Pointing records:
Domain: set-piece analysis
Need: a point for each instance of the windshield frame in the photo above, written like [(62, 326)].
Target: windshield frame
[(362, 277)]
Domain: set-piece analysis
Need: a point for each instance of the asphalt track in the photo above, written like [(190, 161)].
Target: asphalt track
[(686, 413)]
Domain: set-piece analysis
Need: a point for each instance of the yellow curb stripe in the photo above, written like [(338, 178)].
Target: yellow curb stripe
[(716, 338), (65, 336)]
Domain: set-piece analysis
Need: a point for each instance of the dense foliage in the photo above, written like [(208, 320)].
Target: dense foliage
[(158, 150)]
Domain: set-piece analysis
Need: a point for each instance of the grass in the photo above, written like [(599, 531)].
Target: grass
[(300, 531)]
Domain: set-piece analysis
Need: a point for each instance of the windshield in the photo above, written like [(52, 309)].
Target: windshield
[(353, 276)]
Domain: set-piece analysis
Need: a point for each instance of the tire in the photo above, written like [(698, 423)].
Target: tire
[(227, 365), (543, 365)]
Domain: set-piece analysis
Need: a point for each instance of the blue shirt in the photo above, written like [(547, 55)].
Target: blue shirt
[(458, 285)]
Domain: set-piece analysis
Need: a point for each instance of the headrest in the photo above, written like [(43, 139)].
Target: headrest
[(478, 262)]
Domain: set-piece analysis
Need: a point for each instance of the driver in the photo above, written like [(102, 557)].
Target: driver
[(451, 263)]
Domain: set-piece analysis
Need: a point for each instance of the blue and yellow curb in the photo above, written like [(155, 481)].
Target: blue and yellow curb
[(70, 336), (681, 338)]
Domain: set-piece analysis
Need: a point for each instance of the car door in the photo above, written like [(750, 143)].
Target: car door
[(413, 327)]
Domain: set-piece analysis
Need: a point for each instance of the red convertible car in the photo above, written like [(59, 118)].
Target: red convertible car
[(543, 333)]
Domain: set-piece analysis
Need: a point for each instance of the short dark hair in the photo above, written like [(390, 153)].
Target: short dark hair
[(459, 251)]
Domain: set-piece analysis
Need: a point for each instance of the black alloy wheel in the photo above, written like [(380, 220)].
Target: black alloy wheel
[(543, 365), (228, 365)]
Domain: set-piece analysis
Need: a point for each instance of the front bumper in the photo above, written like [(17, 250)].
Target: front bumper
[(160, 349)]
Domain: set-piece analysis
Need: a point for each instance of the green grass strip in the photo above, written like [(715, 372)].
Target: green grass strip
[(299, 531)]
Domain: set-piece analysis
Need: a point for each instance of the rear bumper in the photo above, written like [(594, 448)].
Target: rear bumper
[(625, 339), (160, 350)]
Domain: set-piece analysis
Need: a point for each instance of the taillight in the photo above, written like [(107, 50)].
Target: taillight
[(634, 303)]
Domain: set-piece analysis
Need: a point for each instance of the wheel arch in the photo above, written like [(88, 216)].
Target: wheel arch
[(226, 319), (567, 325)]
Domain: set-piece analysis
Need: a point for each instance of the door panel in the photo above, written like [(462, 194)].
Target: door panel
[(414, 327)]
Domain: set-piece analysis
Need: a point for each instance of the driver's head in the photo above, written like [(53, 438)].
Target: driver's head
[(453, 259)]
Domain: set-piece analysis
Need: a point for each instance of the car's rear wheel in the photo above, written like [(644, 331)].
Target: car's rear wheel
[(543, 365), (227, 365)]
--
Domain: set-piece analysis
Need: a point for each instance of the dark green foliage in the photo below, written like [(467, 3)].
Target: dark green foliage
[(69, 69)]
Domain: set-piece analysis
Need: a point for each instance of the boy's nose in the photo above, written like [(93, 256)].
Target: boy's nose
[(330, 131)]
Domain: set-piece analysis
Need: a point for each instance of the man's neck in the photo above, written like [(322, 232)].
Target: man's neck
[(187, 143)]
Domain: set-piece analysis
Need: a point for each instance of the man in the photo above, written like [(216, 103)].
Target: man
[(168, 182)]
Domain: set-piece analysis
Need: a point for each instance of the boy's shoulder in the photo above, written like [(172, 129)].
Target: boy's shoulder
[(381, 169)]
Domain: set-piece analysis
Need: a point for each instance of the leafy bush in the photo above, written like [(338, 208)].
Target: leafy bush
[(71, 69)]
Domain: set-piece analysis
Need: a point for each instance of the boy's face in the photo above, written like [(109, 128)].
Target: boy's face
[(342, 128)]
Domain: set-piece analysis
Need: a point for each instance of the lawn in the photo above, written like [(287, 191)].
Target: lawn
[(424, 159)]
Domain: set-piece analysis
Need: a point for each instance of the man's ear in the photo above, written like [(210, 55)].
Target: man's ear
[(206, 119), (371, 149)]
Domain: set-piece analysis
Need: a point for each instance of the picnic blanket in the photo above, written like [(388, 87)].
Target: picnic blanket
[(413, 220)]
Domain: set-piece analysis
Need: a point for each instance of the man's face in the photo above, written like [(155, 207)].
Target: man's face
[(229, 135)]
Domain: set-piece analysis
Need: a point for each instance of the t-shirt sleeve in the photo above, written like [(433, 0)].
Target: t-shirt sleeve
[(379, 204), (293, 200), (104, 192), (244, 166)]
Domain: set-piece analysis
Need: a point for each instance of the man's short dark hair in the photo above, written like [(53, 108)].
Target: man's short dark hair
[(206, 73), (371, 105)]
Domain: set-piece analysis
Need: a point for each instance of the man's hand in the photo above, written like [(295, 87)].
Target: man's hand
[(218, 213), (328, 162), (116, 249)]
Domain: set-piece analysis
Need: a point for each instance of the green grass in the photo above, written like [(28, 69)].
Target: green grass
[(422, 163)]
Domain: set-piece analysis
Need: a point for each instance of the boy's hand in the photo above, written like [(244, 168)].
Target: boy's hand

### YOUR TASK
Filter the pointing records above down to the lines containing the word "track", copying each such line. Case counts.

### REPLY TO THE EXERCISE
Need: a point for each instance of the asphalt track in the photo above, written like [(190, 161)].
Target: asphalt track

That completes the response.